GECITEERDE PASSAGE:

--------

31978L0316

Richtlijn 78/316/EEG van de Raad van 21 december 1977 inzake de onderlinge aanpassing van de wetgevingen der Lid-Staten betreffende de binneninrichting van motorvoertuigen (identificatie van bedieningsorganen, verklikkerlichten en meters)

Publicatieblad Nr. L 081 van 28/03/1978 blz. 0003 - 0026
Bijzondere uitgave in het Fins: Hoofdstuk 13 Deel 8 blz. 0058
Bijzondere uitgave in het Grieks: Hoofdstuk 13 Deel 7 blz. 0043
Bijzondere uitgave in het Zweeds: Hoofdstuk 13 Deel 8 blz. 0058
Bijzondere uitgave in het Spaans: Hoofdstuk 13 Deel 8 blz. 0105
Bijzondere uitgave in het Portugees: Hoofdstuk 13 Deel 8 blz. 0105


++++

RICHTLIJN VAN DE RAAD

van 21 december 1977

inzake de onderlinge aanpassing van de wetgevingen der Lid-Staten betreffende de binneninrichting van motorvoertuigen ( identificatie van bedieningsorganen , verklikkerlichten en meters )

--------

RUWE GEGEVENS:
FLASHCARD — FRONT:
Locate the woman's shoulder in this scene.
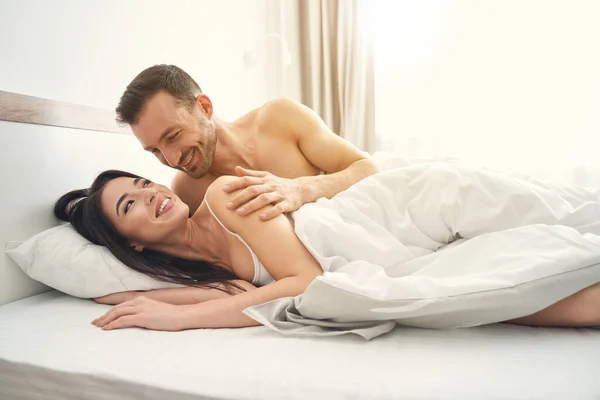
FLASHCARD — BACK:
[204,175,243,230]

--------

KORTE OEFENING 1:
Schrijf een stuk uit de geciteerde passage woordelijk over. Begin bij de woorden "RICHTLIJN VAN DE" en stop na "en meters )".
KORTE OEFENING 2:
Vat de alinea in de geciteerde passage die begint met "Publicatieblad Nr. L 081" samen als een beknopte lijst met alle vindplaatsen.

UITVOER 1:
RICHTLIJN VAN DE RAAD

van 21 december 1977

inzake de onderlinge aanpassing van de wetgevingen der Lid-Staten betreffende de binneninrichting van motorvoertuigen ( identificatie van bedieningsorganen , verklikkerlichten en meters )

UITVOER 2:
- Publicatieblad nr. L 081 van 28/03/1978, blz. 0003–0026
- Bijzondere uitgave in het Fins en in het Zweeds: hoofdstuk 13, deel 8, blz. 0058
- Bijzondere uitgave in het Grieks: hoofdstuk 13, deel 7, blz. 0043
- Bijzondere uitgave in het Spaans en in het Portugees: hoofdstuk 13, deel 8, blz. 0105